**GIVEN EXERCISE**
Lay out the material below as a two-column CSV with the columns instruction and answer, one row per request, with every request's text and its answer each in a single quoted field and line breaks replaced by spaces. Include all of the material and omit the pictures.

--- begin DATASET ENTRIES ---

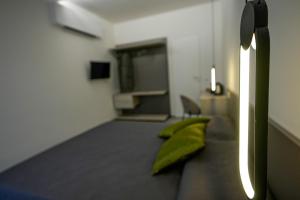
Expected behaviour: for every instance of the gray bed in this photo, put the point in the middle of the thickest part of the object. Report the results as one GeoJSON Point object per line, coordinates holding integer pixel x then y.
{"type": "Point", "coordinates": [113, 162]}
{"type": "Point", "coordinates": [110, 162]}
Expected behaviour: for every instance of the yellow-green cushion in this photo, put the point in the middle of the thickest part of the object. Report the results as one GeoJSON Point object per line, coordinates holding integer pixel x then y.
{"type": "Point", "coordinates": [184, 143]}
{"type": "Point", "coordinates": [173, 128]}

--- end DATASET ENTRIES ---

**THE SOLUTION**
instruction,answer
"Expected behaviour: for every instance of the gray bed in this photo, put the point in the middle of the thickest part of the object. Report the results as one GeoJSON Point object per line, coordinates holding integer pixel x then y.","{""type"": ""Point"", ""coordinates"": [113, 162]} {""type"": ""Point"", ""coordinates"": [110, 162]}"
"Expected behaviour: for every instance of the yellow-green cushion in this photo, put the point in the middle of the thickest part of the object. Report the results as one GeoJSON Point object per line, coordinates holding integer pixel x then y.","{""type"": ""Point"", ""coordinates"": [184, 143]} {""type"": ""Point"", ""coordinates"": [173, 128]}"